DO THIS: Format the records below as a Markdown table with columns Row and Line, giving each line its own numbered row. Skip blank lines, and leave the pictures out.

DATA FOR THIS EXERCISE:
'''

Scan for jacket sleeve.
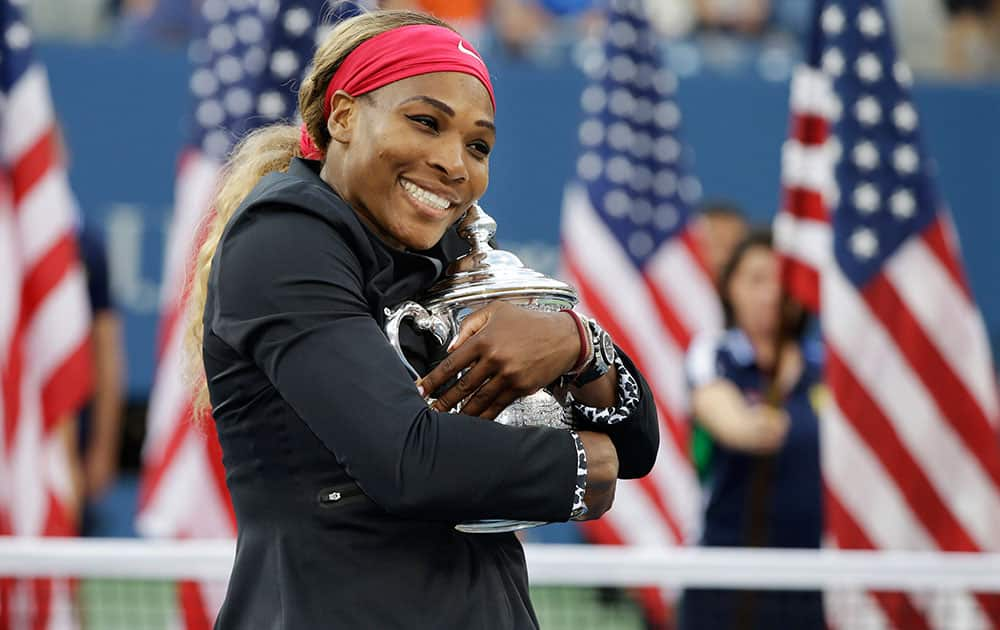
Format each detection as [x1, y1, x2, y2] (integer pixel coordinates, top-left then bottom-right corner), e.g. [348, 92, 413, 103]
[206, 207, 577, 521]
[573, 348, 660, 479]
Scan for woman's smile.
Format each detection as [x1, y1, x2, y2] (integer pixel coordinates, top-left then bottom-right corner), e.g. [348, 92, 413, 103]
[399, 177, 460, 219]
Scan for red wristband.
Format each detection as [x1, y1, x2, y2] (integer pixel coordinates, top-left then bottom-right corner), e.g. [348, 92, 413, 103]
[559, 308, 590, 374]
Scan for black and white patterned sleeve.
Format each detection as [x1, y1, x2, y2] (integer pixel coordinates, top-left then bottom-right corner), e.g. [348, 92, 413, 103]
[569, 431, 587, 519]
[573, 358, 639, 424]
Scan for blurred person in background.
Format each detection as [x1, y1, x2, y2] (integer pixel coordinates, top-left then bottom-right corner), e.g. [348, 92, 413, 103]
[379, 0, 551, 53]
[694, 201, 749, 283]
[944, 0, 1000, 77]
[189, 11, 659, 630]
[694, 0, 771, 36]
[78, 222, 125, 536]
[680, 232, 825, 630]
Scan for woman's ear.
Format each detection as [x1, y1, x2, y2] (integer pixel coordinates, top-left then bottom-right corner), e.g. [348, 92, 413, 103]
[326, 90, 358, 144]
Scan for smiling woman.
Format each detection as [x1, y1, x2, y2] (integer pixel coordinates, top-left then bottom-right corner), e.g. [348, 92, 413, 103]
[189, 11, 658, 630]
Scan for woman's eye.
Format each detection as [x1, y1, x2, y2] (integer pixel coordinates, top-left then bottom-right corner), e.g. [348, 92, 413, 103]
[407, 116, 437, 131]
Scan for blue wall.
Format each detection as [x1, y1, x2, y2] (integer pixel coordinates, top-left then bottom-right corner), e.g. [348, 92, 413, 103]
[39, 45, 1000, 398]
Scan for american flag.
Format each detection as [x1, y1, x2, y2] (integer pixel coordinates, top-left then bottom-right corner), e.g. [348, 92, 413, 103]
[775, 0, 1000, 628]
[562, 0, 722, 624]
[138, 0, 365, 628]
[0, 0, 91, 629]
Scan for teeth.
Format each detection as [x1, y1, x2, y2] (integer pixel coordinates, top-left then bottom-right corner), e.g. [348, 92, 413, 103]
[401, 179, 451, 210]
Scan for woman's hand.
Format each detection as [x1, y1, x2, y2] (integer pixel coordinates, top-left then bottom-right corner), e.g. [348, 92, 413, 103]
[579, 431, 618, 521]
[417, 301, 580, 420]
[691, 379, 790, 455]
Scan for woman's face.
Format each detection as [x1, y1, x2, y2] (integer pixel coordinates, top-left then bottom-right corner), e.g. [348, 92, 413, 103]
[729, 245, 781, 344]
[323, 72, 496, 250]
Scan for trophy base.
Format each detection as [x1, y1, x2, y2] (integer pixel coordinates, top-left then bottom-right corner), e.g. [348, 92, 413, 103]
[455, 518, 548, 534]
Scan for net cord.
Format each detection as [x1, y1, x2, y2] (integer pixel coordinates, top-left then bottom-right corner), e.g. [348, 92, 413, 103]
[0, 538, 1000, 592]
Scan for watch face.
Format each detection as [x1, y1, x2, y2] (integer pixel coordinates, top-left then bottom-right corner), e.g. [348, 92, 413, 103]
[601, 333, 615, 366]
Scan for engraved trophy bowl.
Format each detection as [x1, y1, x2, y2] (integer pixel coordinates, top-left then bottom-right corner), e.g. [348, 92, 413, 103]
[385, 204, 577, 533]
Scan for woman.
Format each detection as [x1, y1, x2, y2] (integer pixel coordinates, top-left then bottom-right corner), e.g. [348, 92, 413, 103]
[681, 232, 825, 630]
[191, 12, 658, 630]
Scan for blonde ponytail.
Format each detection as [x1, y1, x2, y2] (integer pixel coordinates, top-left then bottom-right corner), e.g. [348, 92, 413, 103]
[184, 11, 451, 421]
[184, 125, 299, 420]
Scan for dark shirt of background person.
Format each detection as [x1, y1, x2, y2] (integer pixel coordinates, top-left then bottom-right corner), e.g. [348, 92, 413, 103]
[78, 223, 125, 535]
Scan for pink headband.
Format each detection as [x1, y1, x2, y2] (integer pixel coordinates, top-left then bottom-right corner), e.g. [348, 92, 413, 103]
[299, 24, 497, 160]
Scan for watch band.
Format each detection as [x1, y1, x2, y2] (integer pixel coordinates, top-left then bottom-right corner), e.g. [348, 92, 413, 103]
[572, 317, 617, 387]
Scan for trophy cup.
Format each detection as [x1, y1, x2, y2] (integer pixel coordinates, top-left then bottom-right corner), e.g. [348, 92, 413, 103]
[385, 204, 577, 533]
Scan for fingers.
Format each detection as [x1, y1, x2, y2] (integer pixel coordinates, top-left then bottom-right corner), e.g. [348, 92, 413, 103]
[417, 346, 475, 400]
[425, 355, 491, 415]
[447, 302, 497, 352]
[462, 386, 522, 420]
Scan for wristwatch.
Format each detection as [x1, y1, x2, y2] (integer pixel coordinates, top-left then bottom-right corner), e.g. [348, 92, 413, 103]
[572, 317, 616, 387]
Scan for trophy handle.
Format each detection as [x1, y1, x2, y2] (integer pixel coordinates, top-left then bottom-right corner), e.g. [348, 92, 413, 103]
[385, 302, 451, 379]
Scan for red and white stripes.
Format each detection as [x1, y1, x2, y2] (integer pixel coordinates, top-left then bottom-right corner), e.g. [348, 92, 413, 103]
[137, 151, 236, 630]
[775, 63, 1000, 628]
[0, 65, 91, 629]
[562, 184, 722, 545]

'''

THE RESPONSE:
| Row | Line |
|---|---|
| 1 | Scan for jacket sleeve. |
| 2 | Format each detection as [x1, y1, x2, y2] (integer pixel coordinates, top-left then bottom-right corner), e.g. [348, 92, 413, 103] |
| 3 | [206, 207, 577, 521] |
| 4 | [573, 348, 660, 479] |
| 5 | Scan for woman's smile. |
| 6 | Format each detection as [x1, y1, x2, y2] (integer pixel coordinates, top-left then bottom-right corner), e.g. [348, 92, 413, 103] |
| 7 | [399, 177, 460, 219] |
| 8 | Scan for red wristband. |
| 9 | Format each detection as [x1, y1, x2, y2] (integer pixel coordinates, top-left then bottom-right corner), e.g. [348, 92, 413, 103] |
| 10 | [559, 308, 590, 374] |
| 11 | Scan for black and white patterned sleeve. |
| 12 | Format each detection as [x1, y1, x2, y2] (integer pixel coordinates, top-left then bottom-right corner), e.g. [348, 92, 413, 103] |
| 13 | [569, 431, 587, 519] |
| 14 | [573, 358, 639, 424] |
| 15 | Scan for blurred person in background. |
| 16 | Format each detection as [x1, y1, x2, y2] (integer pixel coordinates, top-left then bottom-right corner), e.g. [348, 92, 413, 103] |
| 17 | [379, 0, 551, 53] |
| 18 | [694, 201, 749, 283] |
| 19 | [944, 0, 1000, 77] |
| 20 | [189, 11, 659, 630] |
| 21 | [694, 0, 771, 36] |
| 22 | [78, 222, 125, 536] |
| 23 | [680, 232, 825, 630] |
| 24 | Scan for woman's ear. |
| 25 | Format each detection as [x1, y1, x2, y2] (integer pixel coordinates, top-left then bottom-right corner), e.g. [348, 92, 413, 103] |
| 26 | [326, 90, 358, 144] |
| 27 | Scan for smiling woman. |
| 28 | Format each detection as [x1, y1, x2, y2] (integer pixel coordinates, top-left then bottom-right corner), e.g. [348, 92, 413, 103] |
| 29 | [189, 11, 658, 630] |
| 30 | Scan for woman's eye. |
| 31 | Format each detection as [x1, y1, x2, y2] (integer pixel coordinates, top-left then bottom-right corner), e.g. [348, 92, 413, 103] |
| 32 | [407, 116, 437, 131] |
| 33 | Scan for blue wall. |
| 34 | Format each detection as [x1, y1, x2, y2] (integer pixel coordinates, top-left then bottom-right corner), e.g. [348, 92, 413, 103] |
| 35 | [39, 45, 1000, 398] |
| 36 | Scan for american flag. |
| 37 | Format each detection as [x1, y1, x2, y2] (integer pixel coordinates, top-left then bottom-right corner), e.g. [348, 92, 413, 103] |
| 38 | [775, 0, 1000, 628] |
| 39 | [562, 0, 722, 624] |
| 40 | [138, 0, 365, 628] |
| 41 | [0, 0, 91, 629] |
| 42 | Scan for teeth. |
| 43 | Format each detection as [x1, y1, x2, y2] (integer pixel coordinates, top-left then bottom-right corner), e.g. [348, 92, 413, 103] |
| 44 | [401, 179, 451, 210] |
| 45 | Scan for woman's hand. |
| 46 | Format each detection as [x1, y1, x2, y2] (integer pixel coordinates, top-left then bottom-right corner), e.g. [348, 92, 413, 103] |
| 47 | [579, 431, 618, 521] |
| 48 | [417, 301, 580, 420] |
| 49 | [691, 379, 790, 455] |
| 50 | Scan for woman's face. |
| 51 | Format each detection as [x1, y1, x2, y2] (integer pixel coordinates, top-left then bottom-right corner), e.g. [348, 92, 413, 103] |
| 52 | [729, 245, 781, 344] |
| 53 | [323, 72, 496, 250] |
| 54 | Scan for trophy base. |
| 55 | Format each detection as [x1, y1, x2, y2] (integer pixel coordinates, top-left then bottom-right corner), e.g. [348, 92, 413, 103] |
| 56 | [455, 518, 548, 534] |
| 57 | Scan for net cord. |
| 58 | Format each detection as [x1, y1, x2, y2] (integer pixel coordinates, top-left then bottom-right corner), e.g. [348, 92, 413, 103] |
| 59 | [0, 538, 1000, 592] |
| 60 | Scan for watch face. |
| 61 | Format each detection as [x1, y1, x2, y2] (integer pixel coordinates, top-left then bottom-right corner), e.g. [348, 92, 413, 103] |
| 62 | [601, 333, 615, 366] |
| 63 | Scan for engraved trophy bowl. |
| 64 | Format each detection as [x1, y1, x2, y2] (integer pixel coordinates, top-left then bottom-right corner), e.g. [348, 92, 413, 103] |
| 65 | [385, 204, 577, 533] |
| 66 | Scan for woman. |
| 67 | Format each detection as [x1, y1, x2, y2] (integer pixel coordinates, top-left then bottom-right corner), e.g. [348, 92, 413, 103] |
| 68 | [681, 232, 825, 630] |
| 69 | [191, 12, 658, 630] |
| 70 | Scan for blonde ponytail. |
| 71 | Format each detection as [x1, y1, x2, y2] (integer pixel coordinates, top-left then bottom-right corner), e.g. [348, 92, 413, 103] |
| 72 | [184, 11, 451, 421] |
| 73 | [184, 125, 299, 420] |
| 74 | Scan for dark shirt of background person. |
| 75 | Format each detection as [x1, y1, x2, y2] (integer pixel coordinates, top-left then bottom-right corner), e.g. [348, 92, 413, 103] |
| 76 | [78, 223, 125, 535] |
| 77 | Scan for pink headband. |
| 78 | Format each detection as [x1, y1, x2, y2] (integer pixel coordinates, top-left then bottom-right corner), e.g. [348, 92, 413, 103] |
| 79 | [299, 24, 497, 160] |
| 80 | Scan for watch band. |
| 81 | Format each detection as [x1, y1, x2, y2] (integer pixel coordinates, top-left then bottom-right corner), e.g. [348, 92, 413, 103] |
| 82 | [572, 317, 617, 387] |
| 83 | Scan for trophy cup. |
| 84 | Format each detection as [x1, y1, x2, y2] (integer pixel coordinates, top-left then bottom-right corner), e.g. [348, 92, 413, 103] |
| 85 | [385, 204, 577, 533] |
| 86 | Scan for fingers. |
| 87 | Format each detection as [x1, y1, x2, y2] (integer pixel coordinates, top-left then bottom-right corner), e.g. [348, 92, 413, 103] |
| 88 | [417, 346, 475, 400] |
| 89 | [425, 355, 491, 415] |
| 90 | [447, 302, 497, 352] |
| 91 | [462, 386, 522, 420] |
| 92 | Scan for wristwatch. |
| 93 | Format each detection as [x1, y1, x2, y2] (integer pixel coordinates, top-left then bottom-right corner), e.g. [348, 92, 413, 103] |
| 94 | [572, 317, 616, 387] |
| 95 | Scan for trophy handle. |
| 96 | Format each detection as [x1, y1, x2, y2] (integer pixel coordinates, top-left then bottom-right corner), e.g. [348, 92, 413, 103] |
| 97 | [385, 302, 451, 379] |
| 98 | Scan for red and white stripes. |
| 99 | Format each detection as [x1, y1, x2, y2] (integer pixel coordinates, top-left then bottom-right corner), e.g. [348, 92, 413, 103] |
| 100 | [137, 151, 236, 630] |
| 101 | [775, 63, 1000, 628] |
| 102 | [0, 65, 91, 629] |
| 103 | [562, 184, 722, 545] |